DATASET ENTRIES >>
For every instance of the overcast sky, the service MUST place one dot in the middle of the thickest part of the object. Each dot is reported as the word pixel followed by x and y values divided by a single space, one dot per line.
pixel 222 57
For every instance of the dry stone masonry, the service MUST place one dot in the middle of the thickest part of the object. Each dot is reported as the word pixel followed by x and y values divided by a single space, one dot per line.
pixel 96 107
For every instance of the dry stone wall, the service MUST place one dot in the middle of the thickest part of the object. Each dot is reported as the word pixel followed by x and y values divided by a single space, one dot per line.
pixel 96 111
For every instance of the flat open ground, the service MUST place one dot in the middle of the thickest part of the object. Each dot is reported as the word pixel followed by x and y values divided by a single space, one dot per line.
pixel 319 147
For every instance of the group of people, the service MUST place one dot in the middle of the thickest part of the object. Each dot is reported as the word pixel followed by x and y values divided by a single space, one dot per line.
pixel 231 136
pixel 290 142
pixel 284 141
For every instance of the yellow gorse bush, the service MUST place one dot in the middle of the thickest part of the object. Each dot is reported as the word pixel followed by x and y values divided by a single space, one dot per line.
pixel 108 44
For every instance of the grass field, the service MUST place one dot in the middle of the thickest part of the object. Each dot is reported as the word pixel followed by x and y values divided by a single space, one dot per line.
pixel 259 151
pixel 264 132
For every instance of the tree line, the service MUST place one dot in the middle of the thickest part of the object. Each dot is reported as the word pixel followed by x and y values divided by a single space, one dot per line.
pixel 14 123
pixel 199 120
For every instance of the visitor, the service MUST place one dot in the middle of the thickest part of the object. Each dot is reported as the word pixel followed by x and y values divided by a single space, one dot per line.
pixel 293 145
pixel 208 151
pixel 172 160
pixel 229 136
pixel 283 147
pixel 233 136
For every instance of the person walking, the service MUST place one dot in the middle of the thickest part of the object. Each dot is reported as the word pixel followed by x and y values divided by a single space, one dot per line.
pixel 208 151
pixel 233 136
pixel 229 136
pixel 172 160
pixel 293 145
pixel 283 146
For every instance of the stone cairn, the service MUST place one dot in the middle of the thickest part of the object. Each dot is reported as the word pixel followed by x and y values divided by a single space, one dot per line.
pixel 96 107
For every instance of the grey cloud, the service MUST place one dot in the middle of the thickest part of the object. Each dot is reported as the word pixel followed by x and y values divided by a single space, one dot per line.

WHAT IS REQUIRED >> From the first row through the line containing "pixel 222 57", inclusive, swap "overcast sky" for "cloudy sky" and reproduce those lines with nothing else changed.

PROBLEM SOLUTION >>
For every instance of the cloudy sky, the service MUST place one dot in the middle of the thickest part of the object. Each dot is reported as the word pixel followed by x and y values divided by a single space, one dot per line.
pixel 222 57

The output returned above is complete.